O que fazer
- A) De acordo com o relato sobre o show no bar Alquimia, de que banda o P.O.T.T. fazia covers?
- B) Atualize o trecho do relato sobre o show no bar Alquimia que começa pelas palavras que contêm "ANOTHER PERFECT DAY" e termina em "o P.O.T.T. tocou.", substituindo "Alquimia" por "Mandrágora".
- C) Dê continuidade ao relato sobre o show do No Class no bar Alquimia a partir do ponto em que ele termina.

Trecho do texto
-.-.-

ANOTHER PERFECT DAY
29 de janeiro de 2005, um sábado.
O show, confirmado 2 a 3 dias antes, um padrão nessa época pro No Class, o Motörhead Cover em q toquei até 2018: uma ex-banda autoral da qual até 2001 eu e o Edinho (vocalista/baixista) fizemos parte, “deu pra trás” e nos “indicou” no lugar. O bar era o Alquimia, onde tocaríamos outras duas vezes mais à frente.
Convidamos uma banda parceira e improvável pra tocar junto, o P.O.T.T. (Pleasures Of the Thrash), q fazia covers de Exodus e mais à frente se tornaria autoral, codinomeados Sarkaustic.
Aquela sensação de “roubada”, mas ao mesmo tempo de desafio. Bora pra Pirituba, bairro periférico e meio barra pesada. E foi sensacional.
Quão sensacional? O público presente (imagino q de 60 a 80 pessoas, lotando a sobreloja em q o bar se situava) simplesmente cantou TODOS os sons do Exodus q o P.O.T.T. tocou.
Foram a abertura, e enquanto montávamos nosso equipo pra “fechar” a noite, víamos e ouvíamos o povo emocionado (mesmo), cumprimentando, agradecendo e querendo pagar cerveja pros caras.
***
Chegou nossa vez e foi ainda mais apoteótico. Lá pelas tantas, uma moça dá um bilhetinho pro Edinho, q lê e me repassa ali atrás da bateria. Dizia o bilhete:
“toca ‘Ace Of Spades’ e dedica pro Fernando”
Edinho me pergunta: “tocamos agora ou mais pra frente?”. Tínhamos um setlist montado. “Ace Of Spades” seria mais pra frente – mas ñ a última música – pra gerar suspense prévio e comoção coletiva ao final. Respondi: “daqui a pouco, Edinho”.
O final da noite foi coroado com gente chorando, nos agradecendo por tocar ali, algumas pessoas querendo nos contar suas histórias com o Motörhead (sempre havia alguém querendo falar do show de 1988 nessas horas), insistindo em nos pagar cerveja, e até uma moça me pedindo baqueta como recordação. Rendeu um b.o. e chilique da então namorada, mas deixa quieto.

-.-.-

Trechos dos registros
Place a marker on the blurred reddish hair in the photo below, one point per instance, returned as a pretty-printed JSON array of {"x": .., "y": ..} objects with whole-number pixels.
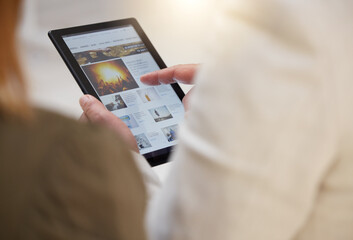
[{"x": 13, "y": 98}]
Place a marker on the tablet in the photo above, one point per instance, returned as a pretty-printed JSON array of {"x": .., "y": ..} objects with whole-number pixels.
[{"x": 107, "y": 60}]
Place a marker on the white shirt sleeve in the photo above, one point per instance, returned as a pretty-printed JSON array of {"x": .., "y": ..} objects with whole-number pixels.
[{"x": 257, "y": 141}]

-.-.-

Resultados das tarefas
- A) O P.O.T.T. fazia covers do Exodus.

- B)
ANOTHER PERFECT DAY
29 de janeiro de 2005, um sábado.
O show, confirmado 2 a 3 dias antes, um padrão nessa época pro No Class, o Motörhead Cover em q toquei até 2018: uma ex-banda autoral da qual até 2001 eu e o Edinho (vocalista/baixista) fizemos parte, “deu pra trás” e nos “indicou” no lugar. O bar era o Mandrágora, onde tocaríamos outras duas vezes mais à frente.
Convidamos uma banda parceira e improvável pra tocar junto, o P.O.T.T. (Pleasures Of the Thrash), q fazia covers de Exodus e mais à frente se tornaria autoral, codinomeados Sarkaustic.
Aquela sensação de “roubada”, mas ao mesmo tempo de desafio. Bora pra Pirituba, bairro periférico e meio barra pesada. E foi sensacional.
Quão sensacional? O público presente (imagino q de 60 a 80 pessoas, lotando a sobreloja em q o bar se situava) simplesmente cantou TODOS os sons do Exodus q o P.O.T.T. tocou.

- C)
**
Mas a “Ace Of Spades”, como imaginado, foi catártica. Intensa. Quando acabou a última frase (tan- tan- tan… tan-tan-tan), lembro até hoje do URRO em uníssono q a coletividade exalou. Parecia q o bar despencaria.
Ñ despencou.
Aí o Edinho manda “essa foi pro Fernando!”
“Ae, Fernando!”
“Fernando?” (microfonia ainda rolando acompanhava)
“Fernando… cadê você?”
A moça q tinha dado o bilhetinho, em pranto convulsivo, chegou próxima do palco, e mandou:
“Fernando era meu irmão, ele adorava Motörhead e morreu assassinado aqui no bairro terça-feira”.
Caralho.
Tiago Rolim
28 de agosto de 2020 @ 13:40
Rapaz. Que história. Triste. Mas bonita. O quê é o poder da música não?
Jessiê
28 de agosto de 2020 @ 14:21
Que foda, nos dois sentidos.
Pode repostar?
märZ
28 de agosto de 2020 @ 14:22
Caralho.
André
28 de agosto de 2020 @ 15:51
A música é assim. Sobretudo, o rock/metal. Na perifa, tem gente carente desse tipo de som, que se tivesse condição, iria a shows, etc.
Bela história.
Thiago
29 de agosto de 2020 @ 03:31
Sine musica nulla vita.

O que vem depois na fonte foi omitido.